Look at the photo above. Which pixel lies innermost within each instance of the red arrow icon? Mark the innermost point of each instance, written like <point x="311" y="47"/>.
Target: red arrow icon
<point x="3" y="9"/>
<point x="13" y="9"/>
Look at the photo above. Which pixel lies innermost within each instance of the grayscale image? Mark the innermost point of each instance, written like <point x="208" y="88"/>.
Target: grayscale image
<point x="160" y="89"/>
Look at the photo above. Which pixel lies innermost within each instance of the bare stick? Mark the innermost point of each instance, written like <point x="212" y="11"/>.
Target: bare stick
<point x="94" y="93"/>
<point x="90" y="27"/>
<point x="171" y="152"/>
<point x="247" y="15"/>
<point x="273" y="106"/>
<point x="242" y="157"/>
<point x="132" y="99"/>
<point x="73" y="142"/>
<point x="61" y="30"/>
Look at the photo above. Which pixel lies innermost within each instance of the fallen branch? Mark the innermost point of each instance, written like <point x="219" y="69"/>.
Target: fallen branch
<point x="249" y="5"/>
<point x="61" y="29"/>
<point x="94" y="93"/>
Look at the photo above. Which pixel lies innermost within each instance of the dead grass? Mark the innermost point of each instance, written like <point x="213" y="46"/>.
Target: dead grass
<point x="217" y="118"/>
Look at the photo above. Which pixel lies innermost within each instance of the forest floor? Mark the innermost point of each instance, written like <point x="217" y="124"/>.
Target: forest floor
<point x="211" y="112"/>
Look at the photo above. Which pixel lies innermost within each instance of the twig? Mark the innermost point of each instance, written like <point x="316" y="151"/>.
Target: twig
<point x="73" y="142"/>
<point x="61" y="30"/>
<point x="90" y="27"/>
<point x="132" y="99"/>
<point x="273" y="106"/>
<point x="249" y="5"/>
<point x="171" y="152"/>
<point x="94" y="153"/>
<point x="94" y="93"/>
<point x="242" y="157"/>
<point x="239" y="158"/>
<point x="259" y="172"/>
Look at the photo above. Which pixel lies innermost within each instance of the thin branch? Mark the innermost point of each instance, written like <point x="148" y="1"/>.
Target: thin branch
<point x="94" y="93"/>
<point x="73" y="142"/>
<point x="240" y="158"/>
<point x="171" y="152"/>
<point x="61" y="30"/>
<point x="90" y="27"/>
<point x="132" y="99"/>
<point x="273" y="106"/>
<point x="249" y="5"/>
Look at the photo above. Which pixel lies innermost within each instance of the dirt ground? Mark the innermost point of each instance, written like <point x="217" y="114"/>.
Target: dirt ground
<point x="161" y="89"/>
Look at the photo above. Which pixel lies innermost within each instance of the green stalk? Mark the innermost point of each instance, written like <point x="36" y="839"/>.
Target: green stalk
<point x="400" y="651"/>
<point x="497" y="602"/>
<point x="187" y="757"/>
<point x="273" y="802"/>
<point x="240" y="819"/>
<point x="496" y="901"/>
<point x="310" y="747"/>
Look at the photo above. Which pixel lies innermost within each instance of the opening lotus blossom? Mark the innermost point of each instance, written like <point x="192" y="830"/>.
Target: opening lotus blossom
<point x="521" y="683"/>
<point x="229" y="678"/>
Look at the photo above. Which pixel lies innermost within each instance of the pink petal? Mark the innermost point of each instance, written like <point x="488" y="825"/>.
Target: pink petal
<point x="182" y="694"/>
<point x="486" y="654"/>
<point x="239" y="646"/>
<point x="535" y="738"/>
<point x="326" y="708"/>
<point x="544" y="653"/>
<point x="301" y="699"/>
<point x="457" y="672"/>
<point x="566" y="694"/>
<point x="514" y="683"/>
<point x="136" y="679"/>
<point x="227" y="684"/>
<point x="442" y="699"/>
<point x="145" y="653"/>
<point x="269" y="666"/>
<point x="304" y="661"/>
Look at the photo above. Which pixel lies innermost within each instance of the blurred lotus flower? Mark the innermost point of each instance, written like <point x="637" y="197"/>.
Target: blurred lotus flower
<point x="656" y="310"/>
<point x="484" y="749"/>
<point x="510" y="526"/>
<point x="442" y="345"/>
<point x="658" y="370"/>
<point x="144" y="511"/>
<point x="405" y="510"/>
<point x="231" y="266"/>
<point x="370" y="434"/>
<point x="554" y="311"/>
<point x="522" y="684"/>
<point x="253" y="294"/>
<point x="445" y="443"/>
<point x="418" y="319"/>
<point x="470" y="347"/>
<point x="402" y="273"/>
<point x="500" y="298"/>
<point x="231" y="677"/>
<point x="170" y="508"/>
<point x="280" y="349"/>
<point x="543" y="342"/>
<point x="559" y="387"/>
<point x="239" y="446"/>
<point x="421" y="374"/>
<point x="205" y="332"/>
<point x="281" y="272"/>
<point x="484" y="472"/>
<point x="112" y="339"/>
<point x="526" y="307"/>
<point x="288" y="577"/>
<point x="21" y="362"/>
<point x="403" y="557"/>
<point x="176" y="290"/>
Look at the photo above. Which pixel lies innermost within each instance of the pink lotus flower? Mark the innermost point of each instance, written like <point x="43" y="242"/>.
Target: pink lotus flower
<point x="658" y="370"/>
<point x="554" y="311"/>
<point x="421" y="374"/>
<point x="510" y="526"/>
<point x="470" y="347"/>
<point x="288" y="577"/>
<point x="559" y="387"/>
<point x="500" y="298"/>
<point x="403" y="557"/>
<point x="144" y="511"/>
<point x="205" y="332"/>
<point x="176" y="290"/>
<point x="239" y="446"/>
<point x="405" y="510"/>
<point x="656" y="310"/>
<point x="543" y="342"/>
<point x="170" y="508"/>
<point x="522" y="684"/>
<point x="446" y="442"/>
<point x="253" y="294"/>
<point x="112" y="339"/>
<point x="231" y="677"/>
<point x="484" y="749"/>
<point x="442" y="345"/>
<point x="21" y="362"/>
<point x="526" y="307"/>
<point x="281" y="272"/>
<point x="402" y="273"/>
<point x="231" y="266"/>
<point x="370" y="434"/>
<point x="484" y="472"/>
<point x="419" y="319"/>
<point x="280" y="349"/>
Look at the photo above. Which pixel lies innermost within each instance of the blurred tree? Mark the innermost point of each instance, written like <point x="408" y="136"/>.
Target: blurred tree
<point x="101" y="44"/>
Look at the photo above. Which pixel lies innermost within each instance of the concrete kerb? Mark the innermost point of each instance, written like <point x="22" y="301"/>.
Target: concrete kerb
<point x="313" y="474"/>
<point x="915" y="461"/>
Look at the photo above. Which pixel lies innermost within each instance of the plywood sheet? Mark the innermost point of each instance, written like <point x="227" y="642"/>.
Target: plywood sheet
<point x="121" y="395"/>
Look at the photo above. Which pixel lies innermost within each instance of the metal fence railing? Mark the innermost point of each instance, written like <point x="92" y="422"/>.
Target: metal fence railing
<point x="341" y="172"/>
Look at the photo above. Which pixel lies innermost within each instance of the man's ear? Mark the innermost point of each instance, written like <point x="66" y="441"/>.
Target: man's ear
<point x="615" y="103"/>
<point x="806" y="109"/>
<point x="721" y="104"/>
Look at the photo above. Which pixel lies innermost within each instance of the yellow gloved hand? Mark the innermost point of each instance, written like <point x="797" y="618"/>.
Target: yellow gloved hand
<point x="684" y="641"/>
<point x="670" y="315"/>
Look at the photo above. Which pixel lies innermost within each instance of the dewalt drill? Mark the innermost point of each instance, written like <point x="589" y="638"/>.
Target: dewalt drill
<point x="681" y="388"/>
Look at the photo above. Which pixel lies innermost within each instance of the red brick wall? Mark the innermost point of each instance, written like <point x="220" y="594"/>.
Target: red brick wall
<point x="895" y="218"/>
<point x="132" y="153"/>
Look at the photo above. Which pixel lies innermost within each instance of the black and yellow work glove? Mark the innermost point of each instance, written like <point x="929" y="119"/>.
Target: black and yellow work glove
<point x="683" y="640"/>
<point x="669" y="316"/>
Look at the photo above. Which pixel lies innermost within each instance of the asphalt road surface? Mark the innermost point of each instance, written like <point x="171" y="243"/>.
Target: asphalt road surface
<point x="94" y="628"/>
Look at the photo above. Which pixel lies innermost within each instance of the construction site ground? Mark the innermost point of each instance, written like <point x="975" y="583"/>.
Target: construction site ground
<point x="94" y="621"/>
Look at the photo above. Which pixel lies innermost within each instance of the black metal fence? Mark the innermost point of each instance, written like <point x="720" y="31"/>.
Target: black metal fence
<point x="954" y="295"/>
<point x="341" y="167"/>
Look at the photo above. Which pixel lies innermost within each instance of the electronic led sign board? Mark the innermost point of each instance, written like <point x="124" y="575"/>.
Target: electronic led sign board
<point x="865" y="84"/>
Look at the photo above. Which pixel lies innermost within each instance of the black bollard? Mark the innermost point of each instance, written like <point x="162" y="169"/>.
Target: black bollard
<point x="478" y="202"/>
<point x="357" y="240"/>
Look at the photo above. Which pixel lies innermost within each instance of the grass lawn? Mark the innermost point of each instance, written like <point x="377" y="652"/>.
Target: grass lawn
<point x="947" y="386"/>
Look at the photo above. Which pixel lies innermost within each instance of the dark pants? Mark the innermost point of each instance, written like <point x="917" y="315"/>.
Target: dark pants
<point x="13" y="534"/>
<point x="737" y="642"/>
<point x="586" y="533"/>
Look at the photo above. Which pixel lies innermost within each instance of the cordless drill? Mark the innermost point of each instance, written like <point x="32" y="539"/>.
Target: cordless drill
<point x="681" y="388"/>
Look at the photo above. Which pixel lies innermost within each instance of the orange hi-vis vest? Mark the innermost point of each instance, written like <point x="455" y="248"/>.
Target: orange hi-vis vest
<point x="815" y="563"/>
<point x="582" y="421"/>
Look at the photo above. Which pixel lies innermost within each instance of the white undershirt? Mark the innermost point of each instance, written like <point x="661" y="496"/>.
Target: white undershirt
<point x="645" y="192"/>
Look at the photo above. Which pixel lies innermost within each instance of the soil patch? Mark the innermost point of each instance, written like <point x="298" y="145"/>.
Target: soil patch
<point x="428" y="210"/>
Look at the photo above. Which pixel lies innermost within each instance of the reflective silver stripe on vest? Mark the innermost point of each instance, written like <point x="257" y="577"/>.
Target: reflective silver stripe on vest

* [TASK DESCRIPTION]: In the listing above, find the line with "of the orange" and set down that line and all after it exactly, through the final line.

* [RESULT]:
Look at the photo above. Which pixel lies innermost within each instance of the orange hi-vis vest? Mark the innermost point of each instance, written like <point x="455" y="248"/>.
Target: orange hi-vis vest
<point x="815" y="563"/>
<point x="582" y="421"/>
Look at the photo above. Which pixel lies innermost within each instance of the white undershirt? Mark the innermost point of each instance, written like <point x="661" y="496"/>.
Target: white undershirt
<point x="645" y="192"/>
Look at the photo above. Which pixel lies innermost within each instance of the soil patch? Mark the innermost point of each instance, written like <point x="298" y="145"/>.
Target: soil patch
<point x="428" y="210"/>
Look at the photo above. Which pixel lies innermost within each instance of the reflective silver stripe on vest? Mark the innermost point of each instance, written like <point x="257" y="577"/>.
Target: reflective silver stripe on vest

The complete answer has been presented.